• _Required work_
Every line of the records below from the line with "in river, placing a dot on each." up to and including the line with "deck, placing a dot on each." must be reproduced exactly, and no line outside that range.

-- Data for this task follows --

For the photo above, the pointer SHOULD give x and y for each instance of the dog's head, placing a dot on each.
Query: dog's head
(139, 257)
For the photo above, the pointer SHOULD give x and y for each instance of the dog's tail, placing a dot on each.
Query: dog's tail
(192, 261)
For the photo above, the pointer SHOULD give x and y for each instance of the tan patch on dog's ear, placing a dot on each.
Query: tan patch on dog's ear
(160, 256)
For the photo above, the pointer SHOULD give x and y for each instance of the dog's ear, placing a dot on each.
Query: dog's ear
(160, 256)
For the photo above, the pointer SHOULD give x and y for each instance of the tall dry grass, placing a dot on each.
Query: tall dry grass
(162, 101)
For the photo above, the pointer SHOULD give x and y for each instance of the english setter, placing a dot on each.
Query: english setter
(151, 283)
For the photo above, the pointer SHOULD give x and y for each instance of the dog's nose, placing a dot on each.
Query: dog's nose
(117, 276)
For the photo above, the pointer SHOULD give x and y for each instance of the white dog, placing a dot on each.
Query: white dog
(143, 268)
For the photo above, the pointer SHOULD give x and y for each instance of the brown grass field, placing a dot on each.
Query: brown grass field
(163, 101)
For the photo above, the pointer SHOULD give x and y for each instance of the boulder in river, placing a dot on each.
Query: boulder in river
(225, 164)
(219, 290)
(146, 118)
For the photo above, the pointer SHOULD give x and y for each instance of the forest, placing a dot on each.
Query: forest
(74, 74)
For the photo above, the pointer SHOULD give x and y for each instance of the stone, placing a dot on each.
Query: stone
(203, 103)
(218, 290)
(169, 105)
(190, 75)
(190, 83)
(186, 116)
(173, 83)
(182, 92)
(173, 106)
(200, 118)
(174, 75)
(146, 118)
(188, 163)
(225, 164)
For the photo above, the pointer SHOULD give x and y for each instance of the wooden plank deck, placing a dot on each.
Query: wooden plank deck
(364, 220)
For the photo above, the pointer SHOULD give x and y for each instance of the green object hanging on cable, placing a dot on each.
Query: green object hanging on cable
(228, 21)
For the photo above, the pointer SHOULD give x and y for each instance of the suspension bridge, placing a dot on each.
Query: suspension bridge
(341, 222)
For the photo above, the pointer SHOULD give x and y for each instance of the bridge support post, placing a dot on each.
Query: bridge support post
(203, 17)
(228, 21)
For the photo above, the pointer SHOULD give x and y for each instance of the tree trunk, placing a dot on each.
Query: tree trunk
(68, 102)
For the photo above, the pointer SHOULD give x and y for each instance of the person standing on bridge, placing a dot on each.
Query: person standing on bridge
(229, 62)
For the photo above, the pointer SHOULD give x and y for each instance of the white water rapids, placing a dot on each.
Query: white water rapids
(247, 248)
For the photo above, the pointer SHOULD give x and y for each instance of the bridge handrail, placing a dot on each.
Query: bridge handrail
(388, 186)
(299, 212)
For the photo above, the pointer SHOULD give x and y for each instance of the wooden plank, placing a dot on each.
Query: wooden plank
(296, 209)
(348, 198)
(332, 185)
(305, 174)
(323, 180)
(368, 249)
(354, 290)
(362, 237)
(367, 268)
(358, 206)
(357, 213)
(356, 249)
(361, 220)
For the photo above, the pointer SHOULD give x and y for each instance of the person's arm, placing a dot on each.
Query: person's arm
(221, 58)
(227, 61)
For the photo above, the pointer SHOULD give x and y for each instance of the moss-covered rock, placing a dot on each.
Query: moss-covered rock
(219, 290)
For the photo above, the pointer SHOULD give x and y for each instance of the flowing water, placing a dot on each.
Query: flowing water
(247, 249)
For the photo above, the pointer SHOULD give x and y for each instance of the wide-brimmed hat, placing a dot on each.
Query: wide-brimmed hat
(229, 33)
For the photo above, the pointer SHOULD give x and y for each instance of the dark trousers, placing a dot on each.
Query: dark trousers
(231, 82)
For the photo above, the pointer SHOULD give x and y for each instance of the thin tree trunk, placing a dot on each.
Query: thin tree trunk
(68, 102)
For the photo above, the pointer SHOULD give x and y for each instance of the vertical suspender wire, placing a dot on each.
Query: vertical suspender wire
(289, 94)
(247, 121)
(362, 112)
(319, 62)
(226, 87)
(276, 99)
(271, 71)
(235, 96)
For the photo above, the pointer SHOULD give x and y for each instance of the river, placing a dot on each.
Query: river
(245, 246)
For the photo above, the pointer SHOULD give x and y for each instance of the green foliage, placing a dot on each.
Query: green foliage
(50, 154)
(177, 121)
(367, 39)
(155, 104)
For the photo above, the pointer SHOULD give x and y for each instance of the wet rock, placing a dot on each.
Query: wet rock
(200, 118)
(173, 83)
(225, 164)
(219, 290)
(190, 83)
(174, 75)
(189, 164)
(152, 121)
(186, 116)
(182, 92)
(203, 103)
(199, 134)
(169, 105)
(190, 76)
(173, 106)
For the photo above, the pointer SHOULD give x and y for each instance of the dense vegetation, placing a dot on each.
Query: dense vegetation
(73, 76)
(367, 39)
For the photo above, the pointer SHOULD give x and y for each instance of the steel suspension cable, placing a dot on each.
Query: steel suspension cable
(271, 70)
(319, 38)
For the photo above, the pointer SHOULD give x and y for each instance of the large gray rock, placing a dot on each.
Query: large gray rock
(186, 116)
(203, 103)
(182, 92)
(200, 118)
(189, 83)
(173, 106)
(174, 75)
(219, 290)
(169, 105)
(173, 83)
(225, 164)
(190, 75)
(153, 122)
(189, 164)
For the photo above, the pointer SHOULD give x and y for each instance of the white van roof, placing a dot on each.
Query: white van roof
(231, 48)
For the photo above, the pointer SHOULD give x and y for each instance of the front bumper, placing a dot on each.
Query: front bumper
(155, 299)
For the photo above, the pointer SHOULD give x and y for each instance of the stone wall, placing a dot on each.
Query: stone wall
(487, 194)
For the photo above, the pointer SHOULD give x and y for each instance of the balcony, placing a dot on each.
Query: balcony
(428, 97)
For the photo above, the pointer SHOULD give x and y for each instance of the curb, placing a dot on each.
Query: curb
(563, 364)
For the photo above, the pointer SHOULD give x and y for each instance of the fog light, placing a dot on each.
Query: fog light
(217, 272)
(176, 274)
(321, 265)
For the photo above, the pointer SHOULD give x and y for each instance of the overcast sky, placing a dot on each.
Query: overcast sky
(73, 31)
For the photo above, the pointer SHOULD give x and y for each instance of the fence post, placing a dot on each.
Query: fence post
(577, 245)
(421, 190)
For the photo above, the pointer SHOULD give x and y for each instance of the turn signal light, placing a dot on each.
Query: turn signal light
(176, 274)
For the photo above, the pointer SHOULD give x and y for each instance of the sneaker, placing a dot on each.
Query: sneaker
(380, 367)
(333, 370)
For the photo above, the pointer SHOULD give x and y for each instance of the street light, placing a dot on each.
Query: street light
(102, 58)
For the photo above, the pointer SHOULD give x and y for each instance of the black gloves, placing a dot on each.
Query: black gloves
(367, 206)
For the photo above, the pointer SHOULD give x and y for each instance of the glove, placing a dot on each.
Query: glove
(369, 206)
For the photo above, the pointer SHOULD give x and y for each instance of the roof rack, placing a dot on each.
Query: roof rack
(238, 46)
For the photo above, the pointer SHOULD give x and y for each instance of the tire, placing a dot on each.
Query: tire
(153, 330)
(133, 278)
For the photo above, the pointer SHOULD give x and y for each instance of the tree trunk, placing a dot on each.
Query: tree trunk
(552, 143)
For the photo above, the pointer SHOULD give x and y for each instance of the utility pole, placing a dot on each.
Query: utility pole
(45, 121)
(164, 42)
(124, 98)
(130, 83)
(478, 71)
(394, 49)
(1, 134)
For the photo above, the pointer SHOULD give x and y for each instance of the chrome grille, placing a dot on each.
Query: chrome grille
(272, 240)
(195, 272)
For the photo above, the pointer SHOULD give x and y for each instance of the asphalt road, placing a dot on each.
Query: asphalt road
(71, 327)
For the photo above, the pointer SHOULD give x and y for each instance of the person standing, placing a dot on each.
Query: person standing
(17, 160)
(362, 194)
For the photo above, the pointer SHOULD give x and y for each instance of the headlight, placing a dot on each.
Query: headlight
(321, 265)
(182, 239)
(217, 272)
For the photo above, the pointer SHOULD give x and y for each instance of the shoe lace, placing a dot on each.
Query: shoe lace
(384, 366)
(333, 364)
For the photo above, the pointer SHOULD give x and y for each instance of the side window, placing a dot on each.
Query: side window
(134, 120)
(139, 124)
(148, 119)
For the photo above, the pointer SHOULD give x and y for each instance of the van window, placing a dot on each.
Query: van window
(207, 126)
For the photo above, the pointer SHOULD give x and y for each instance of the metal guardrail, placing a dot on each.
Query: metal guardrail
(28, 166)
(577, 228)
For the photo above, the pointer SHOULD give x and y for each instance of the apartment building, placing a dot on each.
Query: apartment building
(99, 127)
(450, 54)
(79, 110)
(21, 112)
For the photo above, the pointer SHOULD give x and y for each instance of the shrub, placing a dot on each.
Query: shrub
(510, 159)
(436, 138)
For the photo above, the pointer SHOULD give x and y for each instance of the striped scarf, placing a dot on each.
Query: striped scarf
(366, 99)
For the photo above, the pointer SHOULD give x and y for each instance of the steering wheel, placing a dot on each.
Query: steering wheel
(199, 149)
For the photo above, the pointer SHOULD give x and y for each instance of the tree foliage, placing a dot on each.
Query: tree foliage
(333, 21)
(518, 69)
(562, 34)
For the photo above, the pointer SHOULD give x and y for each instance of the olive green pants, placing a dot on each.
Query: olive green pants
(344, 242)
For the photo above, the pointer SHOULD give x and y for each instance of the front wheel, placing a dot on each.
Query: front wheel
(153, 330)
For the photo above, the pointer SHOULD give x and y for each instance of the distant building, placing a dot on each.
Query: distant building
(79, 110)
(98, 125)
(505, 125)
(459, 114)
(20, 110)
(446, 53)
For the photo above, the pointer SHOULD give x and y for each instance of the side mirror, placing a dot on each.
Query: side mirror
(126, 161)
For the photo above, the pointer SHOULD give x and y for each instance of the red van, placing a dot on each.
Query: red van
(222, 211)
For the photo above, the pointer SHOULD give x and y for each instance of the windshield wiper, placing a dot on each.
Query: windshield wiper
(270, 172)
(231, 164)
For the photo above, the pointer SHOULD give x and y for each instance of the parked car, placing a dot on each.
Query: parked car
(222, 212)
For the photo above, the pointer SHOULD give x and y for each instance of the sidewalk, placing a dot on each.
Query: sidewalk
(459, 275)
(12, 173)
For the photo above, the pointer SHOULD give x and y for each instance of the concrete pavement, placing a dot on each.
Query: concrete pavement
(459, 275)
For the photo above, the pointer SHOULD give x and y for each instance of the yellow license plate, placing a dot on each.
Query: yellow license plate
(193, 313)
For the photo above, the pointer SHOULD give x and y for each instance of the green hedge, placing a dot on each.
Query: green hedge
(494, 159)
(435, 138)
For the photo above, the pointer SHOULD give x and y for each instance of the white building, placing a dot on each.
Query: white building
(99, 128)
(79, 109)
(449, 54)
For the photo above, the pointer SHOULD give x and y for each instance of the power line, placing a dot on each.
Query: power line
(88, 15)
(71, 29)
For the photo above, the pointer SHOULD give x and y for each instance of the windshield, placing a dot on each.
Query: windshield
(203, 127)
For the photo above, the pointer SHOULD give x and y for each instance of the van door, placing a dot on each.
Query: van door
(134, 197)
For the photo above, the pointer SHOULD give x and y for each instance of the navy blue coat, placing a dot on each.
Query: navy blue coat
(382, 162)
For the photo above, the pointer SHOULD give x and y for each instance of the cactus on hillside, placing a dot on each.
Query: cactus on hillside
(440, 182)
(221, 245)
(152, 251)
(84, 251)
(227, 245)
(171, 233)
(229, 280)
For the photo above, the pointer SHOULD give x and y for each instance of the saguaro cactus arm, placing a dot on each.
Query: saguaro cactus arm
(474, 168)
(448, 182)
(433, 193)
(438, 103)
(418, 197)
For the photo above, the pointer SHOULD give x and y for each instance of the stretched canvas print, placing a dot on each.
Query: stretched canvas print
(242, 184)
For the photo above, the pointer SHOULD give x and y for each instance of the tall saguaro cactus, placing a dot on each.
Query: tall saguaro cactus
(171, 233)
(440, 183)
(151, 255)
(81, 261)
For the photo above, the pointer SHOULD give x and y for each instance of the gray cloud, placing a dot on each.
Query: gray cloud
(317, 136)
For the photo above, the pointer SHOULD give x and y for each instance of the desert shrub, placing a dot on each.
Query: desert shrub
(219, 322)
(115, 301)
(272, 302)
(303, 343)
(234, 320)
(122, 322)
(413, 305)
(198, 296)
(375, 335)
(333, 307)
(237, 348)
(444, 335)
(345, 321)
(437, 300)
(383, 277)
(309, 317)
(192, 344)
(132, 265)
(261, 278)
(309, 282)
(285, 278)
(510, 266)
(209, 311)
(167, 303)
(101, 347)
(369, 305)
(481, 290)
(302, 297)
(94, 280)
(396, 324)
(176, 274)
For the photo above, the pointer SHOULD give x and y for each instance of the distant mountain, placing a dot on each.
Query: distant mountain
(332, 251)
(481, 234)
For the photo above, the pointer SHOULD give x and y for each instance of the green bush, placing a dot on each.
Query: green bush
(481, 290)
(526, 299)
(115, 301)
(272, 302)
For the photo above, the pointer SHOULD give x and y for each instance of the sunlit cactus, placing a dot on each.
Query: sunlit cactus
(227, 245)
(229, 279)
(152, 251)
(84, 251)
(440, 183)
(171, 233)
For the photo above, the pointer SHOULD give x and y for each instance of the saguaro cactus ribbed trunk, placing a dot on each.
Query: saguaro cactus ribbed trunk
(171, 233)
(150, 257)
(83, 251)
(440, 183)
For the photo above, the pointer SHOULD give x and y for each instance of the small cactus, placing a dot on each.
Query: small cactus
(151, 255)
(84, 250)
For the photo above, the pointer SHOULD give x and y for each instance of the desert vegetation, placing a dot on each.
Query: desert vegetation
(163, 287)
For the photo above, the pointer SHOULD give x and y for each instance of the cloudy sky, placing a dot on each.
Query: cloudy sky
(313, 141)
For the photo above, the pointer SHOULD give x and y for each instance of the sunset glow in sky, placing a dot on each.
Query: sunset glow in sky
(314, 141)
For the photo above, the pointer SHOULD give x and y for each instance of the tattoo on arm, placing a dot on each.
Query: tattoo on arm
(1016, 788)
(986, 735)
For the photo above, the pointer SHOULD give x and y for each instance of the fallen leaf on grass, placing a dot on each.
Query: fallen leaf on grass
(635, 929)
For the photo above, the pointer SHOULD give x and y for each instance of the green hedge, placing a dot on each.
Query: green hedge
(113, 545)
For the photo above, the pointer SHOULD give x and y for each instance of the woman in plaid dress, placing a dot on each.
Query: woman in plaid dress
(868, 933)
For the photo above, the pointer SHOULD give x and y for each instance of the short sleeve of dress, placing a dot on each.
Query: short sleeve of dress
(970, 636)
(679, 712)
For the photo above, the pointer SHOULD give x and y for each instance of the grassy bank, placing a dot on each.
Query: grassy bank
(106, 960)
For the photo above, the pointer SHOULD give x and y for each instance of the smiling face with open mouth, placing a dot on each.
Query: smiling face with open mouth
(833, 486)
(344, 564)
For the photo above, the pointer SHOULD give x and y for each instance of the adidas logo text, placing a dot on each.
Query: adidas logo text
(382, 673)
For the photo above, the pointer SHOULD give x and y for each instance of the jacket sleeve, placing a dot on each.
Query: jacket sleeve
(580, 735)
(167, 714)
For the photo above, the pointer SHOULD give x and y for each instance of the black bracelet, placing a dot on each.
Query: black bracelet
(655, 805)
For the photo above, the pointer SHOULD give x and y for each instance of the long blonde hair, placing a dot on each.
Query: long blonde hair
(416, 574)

-- Data for this task concluded --

• _Answer space_
For the photo above, the pointer SHOULD give x and y for each instance of the boulder in river, placing a dot on each.
Query: boulder in river
(225, 164)
(219, 290)
(146, 118)
For the photo above, the pointer SHOULD give x and y for each instance of the forest, placing a dot on each.
Query: forest
(74, 74)
For the photo above, the pointer SHOULD give x and y for each instance of the stone, placing a dot on each.
Query: stone
(203, 103)
(218, 290)
(169, 105)
(190, 75)
(190, 83)
(186, 116)
(173, 83)
(182, 92)
(173, 106)
(200, 118)
(174, 75)
(146, 118)
(188, 163)
(225, 164)
For the photo above, the pointer SHOULD give x and y for each instance of the wooden plank deck, placing a dot on each.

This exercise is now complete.